Work item |
Among the lines below, return each one that contains the word "cloud".

Start of Recorded information

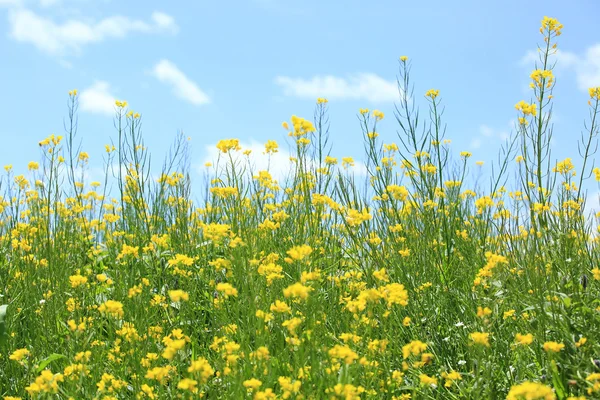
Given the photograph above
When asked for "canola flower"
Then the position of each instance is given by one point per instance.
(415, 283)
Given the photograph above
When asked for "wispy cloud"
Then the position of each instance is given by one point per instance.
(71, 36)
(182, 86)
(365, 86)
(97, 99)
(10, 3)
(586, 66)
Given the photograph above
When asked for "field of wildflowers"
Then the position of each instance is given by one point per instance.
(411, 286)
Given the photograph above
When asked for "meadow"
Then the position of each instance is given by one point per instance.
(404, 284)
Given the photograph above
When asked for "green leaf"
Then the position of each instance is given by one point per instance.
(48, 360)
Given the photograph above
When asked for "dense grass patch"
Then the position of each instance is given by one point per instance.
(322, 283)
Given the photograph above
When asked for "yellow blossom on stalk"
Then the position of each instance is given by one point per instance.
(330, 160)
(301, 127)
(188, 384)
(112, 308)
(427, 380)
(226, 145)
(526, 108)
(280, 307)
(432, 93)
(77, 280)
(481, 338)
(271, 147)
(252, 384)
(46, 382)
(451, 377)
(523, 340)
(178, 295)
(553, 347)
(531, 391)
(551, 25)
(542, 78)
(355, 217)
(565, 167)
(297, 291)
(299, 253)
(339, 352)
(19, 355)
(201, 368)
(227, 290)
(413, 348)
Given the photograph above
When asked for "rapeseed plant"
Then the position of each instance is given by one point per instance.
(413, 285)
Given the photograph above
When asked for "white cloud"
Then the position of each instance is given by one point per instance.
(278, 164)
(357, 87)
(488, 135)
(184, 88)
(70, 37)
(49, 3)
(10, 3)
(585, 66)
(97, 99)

End of Recorded information

Solution |
When asked for "wispy cloud"
When asked for "white cloud"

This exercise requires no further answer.